Task statement:
Could you reproduce the listing between the lines holding "Note: we are tagging the red" and "[(1174, 270), (16, 298), (808, 419)]", inclusive, changing "red taillight" to "red brake light" and keeping everything else the same?
==== Extracted data
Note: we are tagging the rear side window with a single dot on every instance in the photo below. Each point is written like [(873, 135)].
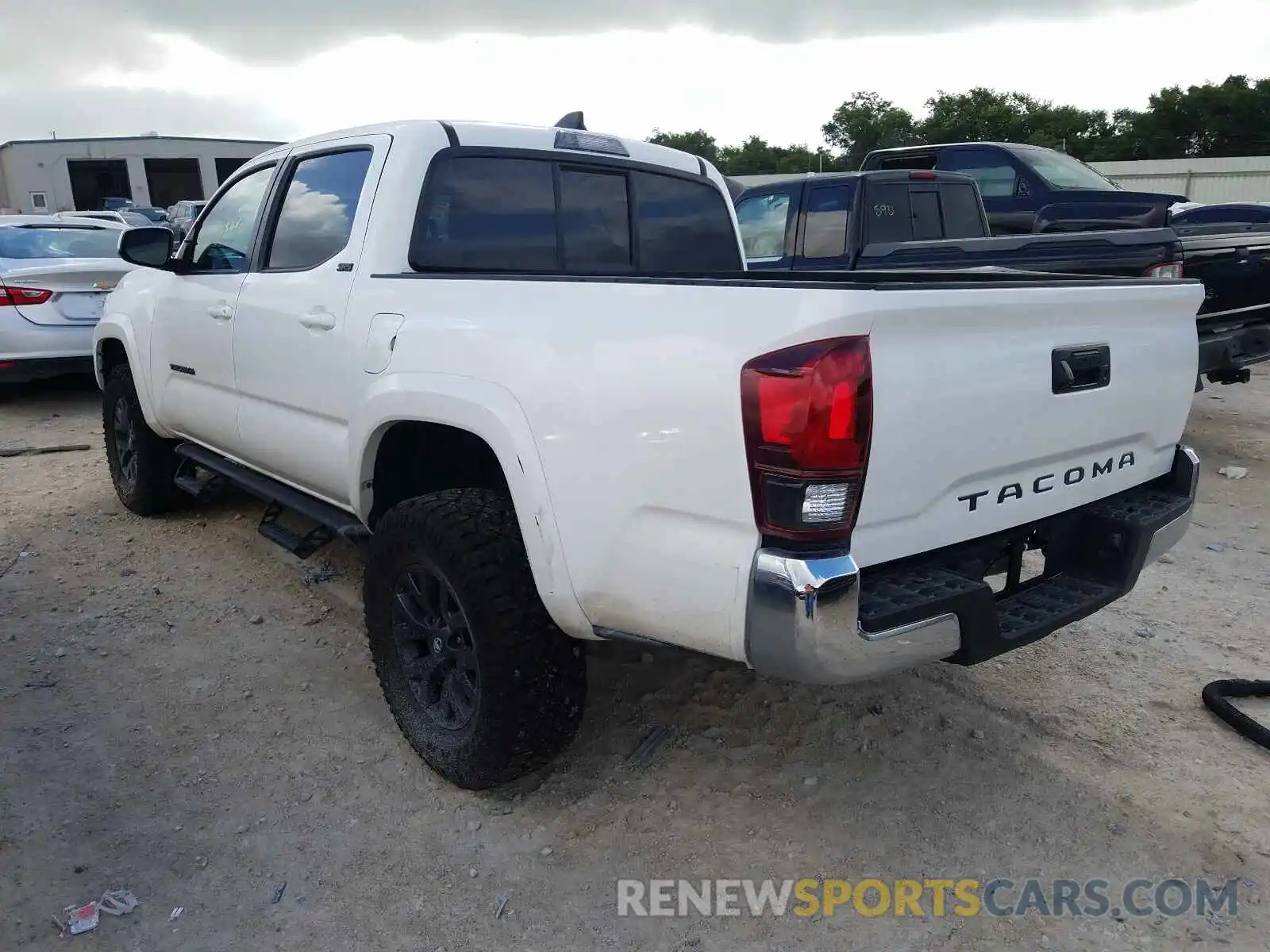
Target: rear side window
[(595, 221), (317, 216), (502, 215), (962, 215), (988, 168), (825, 234), (888, 219), (488, 215), (683, 226), (762, 221), (922, 213)]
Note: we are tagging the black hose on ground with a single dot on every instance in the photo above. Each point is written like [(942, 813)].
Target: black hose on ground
[(1217, 700)]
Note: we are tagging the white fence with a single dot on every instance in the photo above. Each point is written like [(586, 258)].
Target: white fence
[(1236, 179)]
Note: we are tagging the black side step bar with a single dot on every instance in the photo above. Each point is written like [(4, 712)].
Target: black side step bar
[(332, 522)]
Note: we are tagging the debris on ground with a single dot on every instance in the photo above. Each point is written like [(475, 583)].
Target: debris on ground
[(323, 573), (80, 919), (86, 918), (22, 554), (117, 903), (41, 451), (651, 744)]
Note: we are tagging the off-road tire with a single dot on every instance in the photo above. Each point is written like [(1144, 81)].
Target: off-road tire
[(146, 488), (531, 677)]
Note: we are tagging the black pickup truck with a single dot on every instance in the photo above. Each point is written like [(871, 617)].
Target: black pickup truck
[(1233, 262), (916, 220), (922, 219)]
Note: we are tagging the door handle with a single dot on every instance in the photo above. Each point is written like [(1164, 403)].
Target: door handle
[(1073, 368), (318, 321)]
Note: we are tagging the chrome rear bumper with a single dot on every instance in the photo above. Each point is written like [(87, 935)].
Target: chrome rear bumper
[(804, 619)]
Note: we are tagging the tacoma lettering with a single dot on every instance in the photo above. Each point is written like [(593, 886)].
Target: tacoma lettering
[(1045, 482)]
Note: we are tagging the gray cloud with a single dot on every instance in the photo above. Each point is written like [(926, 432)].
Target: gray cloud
[(36, 111), (279, 31)]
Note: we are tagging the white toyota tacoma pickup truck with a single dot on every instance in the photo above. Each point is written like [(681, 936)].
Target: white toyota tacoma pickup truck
[(526, 368)]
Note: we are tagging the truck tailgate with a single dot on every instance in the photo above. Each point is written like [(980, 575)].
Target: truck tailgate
[(982, 423)]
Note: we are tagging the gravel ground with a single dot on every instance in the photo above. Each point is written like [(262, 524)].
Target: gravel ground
[(187, 712)]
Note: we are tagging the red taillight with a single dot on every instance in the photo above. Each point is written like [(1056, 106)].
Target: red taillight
[(1174, 270), (16, 298), (808, 419)]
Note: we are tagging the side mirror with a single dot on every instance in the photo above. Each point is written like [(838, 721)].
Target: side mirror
[(149, 247)]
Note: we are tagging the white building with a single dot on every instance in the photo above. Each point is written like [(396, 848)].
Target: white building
[(76, 175)]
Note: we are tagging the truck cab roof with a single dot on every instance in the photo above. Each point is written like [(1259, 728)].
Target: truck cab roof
[(493, 135)]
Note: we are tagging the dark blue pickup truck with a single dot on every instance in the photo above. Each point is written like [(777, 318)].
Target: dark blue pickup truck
[(1030, 190), (918, 220)]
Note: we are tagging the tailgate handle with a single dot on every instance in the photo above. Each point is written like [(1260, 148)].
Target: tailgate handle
[(1077, 368)]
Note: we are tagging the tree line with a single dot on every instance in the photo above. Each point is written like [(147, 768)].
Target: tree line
[(1213, 120)]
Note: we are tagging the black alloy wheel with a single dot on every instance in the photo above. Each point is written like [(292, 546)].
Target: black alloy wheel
[(433, 638)]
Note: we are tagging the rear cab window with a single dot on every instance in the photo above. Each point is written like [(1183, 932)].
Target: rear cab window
[(563, 215), (764, 221), (994, 171), (922, 211)]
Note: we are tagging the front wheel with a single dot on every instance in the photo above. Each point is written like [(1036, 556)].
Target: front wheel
[(143, 463), (479, 678)]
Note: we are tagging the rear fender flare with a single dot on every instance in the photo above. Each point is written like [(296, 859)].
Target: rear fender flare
[(117, 327), (493, 414)]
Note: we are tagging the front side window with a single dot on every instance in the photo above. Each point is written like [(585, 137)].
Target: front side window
[(224, 236), (488, 213), (826, 228), (317, 216), (683, 226), (764, 221), (994, 173), (502, 215)]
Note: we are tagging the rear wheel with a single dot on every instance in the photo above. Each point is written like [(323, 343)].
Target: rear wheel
[(143, 463), (479, 678)]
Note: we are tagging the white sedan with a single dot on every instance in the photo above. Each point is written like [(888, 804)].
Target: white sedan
[(55, 276)]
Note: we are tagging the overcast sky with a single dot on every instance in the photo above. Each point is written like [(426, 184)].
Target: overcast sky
[(281, 69)]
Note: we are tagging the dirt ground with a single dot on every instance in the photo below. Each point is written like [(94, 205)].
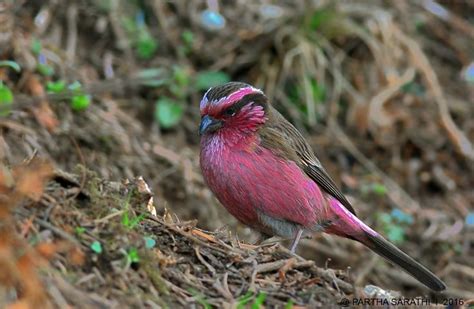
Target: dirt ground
[(382, 90)]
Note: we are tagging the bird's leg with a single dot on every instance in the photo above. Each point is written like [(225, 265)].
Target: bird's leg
[(296, 240)]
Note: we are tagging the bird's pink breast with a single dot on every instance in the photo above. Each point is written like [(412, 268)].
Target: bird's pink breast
[(250, 180)]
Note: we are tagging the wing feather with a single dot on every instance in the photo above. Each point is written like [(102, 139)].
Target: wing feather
[(281, 137)]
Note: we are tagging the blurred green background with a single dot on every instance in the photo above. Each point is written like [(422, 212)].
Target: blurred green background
[(382, 90)]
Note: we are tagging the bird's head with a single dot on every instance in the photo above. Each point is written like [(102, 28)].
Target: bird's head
[(232, 107)]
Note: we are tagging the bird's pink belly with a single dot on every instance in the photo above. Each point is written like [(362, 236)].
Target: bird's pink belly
[(258, 184)]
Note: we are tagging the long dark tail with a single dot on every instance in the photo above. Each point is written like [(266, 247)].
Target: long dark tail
[(387, 250)]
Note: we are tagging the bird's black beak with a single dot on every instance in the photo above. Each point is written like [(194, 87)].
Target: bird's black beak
[(209, 124)]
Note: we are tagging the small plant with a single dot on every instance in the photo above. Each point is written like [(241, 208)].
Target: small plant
[(128, 222), (376, 188), (11, 64), (143, 42), (79, 230), (187, 37), (43, 67), (6, 95), (56, 87), (96, 246), (150, 243), (259, 300), (395, 224), (6, 100), (132, 256), (168, 113), (36, 46), (79, 100)]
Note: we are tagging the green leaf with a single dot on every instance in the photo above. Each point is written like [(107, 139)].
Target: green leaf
[(168, 113), (12, 64), (396, 234), (319, 91), (188, 37), (146, 45), (320, 17), (80, 102), (289, 304), (133, 255), (385, 218), (96, 247), (259, 301), (414, 88), (76, 85), (208, 79), (379, 189), (36, 46), (56, 87), (181, 76), (149, 242), (6, 100), (79, 230)]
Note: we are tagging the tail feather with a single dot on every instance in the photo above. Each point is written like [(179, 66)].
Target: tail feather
[(387, 250)]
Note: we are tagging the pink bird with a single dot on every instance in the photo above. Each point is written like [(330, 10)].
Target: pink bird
[(263, 171)]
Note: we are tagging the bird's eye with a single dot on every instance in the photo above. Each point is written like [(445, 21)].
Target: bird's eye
[(230, 112)]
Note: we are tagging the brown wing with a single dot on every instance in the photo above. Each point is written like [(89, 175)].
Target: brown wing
[(285, 140)]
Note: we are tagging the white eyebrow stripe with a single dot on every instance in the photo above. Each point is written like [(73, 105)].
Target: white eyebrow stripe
[(238, 94)]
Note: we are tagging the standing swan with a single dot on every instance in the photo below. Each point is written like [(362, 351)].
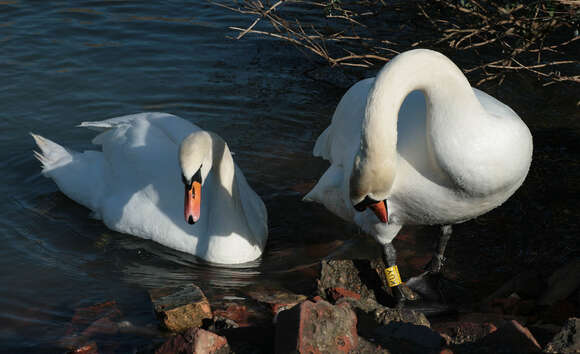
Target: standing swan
[(133, 186), (418, 145)]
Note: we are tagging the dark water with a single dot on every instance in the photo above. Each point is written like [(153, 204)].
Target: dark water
[(66, 62)]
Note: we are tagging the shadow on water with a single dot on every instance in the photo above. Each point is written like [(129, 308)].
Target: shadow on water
[(64, 65)]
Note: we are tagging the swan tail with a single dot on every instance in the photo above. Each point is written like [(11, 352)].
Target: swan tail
[(322, 147), (79, 176), (51, 154)]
========
Task output:
Note: we are tagging the red brake light with a single dot on every instance in the photo above. Each point is written like [(1056, 106)].
Target: red brake light
[(1174, 270), (16, 298), (808, 419)]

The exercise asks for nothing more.